Take every line from the listing below that includes "positive" and copy it.

GIVEN DATA →
----------------------------------------

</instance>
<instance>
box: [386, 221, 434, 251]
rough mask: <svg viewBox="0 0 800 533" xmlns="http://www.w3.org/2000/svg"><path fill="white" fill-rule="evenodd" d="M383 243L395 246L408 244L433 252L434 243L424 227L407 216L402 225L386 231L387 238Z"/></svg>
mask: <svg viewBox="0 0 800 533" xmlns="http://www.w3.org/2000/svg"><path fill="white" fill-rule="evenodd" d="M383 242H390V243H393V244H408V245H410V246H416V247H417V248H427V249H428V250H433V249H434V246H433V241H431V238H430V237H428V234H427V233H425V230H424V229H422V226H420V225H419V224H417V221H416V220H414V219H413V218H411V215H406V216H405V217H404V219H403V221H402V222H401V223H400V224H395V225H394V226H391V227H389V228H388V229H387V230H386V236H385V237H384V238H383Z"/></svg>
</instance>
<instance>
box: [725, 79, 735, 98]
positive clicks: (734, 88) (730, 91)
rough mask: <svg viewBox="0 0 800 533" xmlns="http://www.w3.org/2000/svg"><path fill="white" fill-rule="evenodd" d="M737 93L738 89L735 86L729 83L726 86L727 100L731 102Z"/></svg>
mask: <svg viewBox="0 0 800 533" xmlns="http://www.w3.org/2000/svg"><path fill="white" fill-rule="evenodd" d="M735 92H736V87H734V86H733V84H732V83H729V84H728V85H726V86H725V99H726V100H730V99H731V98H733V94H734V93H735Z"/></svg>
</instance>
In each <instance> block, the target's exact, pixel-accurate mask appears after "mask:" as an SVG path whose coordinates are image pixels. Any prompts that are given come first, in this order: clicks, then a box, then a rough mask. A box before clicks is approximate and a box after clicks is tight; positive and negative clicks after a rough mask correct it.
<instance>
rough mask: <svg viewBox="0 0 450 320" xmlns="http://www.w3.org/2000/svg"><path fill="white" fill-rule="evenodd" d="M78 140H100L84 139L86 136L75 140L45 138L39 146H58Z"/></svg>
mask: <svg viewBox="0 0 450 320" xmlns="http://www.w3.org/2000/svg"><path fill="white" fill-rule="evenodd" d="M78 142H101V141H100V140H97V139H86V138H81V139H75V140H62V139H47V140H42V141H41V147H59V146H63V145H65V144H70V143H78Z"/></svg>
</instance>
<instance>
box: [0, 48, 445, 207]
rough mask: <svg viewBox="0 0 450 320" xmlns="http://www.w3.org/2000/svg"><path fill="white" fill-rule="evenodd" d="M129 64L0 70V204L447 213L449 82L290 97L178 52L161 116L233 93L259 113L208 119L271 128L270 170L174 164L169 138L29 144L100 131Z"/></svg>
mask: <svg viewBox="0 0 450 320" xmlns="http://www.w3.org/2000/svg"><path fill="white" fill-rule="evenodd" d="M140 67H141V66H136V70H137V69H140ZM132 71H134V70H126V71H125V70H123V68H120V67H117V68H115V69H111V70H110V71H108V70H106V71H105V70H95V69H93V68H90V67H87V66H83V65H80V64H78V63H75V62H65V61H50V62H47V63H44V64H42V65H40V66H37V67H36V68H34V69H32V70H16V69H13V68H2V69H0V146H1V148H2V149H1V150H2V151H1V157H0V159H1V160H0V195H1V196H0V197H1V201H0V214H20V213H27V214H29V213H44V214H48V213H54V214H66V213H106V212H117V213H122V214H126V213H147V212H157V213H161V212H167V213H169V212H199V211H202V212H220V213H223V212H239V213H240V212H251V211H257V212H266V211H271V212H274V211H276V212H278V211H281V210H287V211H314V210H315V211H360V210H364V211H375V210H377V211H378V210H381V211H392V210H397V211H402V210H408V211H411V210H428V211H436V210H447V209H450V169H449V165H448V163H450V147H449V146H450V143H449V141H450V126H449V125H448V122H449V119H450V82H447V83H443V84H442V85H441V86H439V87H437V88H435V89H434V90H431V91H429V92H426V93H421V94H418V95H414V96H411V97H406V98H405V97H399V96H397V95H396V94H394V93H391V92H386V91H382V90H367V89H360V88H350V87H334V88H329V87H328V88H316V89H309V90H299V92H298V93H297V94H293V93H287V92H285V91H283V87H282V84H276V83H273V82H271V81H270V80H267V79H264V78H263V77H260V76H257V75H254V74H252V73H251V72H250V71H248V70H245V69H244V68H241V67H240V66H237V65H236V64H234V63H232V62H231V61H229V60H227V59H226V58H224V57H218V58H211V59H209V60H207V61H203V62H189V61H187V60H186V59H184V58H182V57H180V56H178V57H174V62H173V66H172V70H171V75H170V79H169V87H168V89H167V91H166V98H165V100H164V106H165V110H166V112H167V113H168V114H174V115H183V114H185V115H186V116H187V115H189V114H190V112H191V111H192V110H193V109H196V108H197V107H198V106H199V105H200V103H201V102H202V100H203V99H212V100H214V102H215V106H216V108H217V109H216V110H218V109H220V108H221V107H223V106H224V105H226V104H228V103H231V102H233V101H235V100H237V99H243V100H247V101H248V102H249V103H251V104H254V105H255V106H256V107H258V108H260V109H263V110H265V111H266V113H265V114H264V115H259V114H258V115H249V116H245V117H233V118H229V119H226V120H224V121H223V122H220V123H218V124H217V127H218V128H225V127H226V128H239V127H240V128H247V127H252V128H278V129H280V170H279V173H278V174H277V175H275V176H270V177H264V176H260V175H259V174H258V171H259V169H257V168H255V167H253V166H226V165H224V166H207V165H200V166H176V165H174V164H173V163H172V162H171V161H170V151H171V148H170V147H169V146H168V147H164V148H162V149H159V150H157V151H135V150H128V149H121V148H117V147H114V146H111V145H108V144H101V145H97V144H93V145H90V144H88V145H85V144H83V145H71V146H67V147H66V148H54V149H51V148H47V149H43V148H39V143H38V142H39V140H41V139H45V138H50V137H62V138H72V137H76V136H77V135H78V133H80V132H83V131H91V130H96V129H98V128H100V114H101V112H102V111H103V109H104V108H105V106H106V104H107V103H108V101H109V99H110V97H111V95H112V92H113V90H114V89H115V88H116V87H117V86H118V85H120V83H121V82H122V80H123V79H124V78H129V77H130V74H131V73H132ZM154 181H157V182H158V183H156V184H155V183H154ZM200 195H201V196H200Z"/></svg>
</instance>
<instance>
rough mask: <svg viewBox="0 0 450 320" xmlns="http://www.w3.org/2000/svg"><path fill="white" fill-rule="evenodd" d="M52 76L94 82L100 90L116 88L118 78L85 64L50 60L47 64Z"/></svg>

----------------------------------------

ANSWER →
positive clicks: (734, 88) (730, 91)
In each <instance> block, the target's exact, pixel-accurate mask appears after "mask:" as an SVG path whose coordinates are image pixels. Any prompts that are given come first, in this order: clicks, then a box, then a rough mask. A box before clicks is approximate and a box after clicks is tight; positive and negative clicks after a rough mask correct it.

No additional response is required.